(WHAT IS REQUIRED):
Search each line of the data for the word "grain"; copy every line where it is found.

------------------------------------------------------------------------

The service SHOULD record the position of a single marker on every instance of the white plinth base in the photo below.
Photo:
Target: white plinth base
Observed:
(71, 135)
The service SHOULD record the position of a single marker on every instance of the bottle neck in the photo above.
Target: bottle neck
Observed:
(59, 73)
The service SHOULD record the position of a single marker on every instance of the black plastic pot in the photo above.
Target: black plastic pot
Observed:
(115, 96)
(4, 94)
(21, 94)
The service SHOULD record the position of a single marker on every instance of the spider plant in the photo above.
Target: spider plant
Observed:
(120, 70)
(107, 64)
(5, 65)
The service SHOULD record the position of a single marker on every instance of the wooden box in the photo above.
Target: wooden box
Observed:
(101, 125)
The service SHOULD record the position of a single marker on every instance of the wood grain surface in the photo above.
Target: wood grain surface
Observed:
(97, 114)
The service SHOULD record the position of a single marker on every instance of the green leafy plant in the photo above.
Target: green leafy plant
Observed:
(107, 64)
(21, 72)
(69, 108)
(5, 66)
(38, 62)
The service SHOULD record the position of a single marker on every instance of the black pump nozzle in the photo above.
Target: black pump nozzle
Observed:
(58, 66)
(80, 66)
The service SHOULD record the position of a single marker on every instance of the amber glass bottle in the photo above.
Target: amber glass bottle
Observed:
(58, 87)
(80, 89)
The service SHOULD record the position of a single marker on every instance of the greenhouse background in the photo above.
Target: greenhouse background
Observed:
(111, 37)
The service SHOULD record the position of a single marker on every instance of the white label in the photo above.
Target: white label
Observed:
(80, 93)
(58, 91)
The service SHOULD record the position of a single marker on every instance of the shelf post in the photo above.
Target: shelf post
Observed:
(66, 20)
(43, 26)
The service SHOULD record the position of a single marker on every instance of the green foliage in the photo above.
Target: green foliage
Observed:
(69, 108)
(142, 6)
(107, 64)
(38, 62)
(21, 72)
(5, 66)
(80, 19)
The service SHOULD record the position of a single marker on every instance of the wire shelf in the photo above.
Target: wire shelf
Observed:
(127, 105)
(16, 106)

------------------------------------------------------------------------

(RESPONSE TO THIS EXERCISE):
The service SHOULD record the position of a single marker on every instance of the wood grain surface in the photo above.
Target: wood grain surface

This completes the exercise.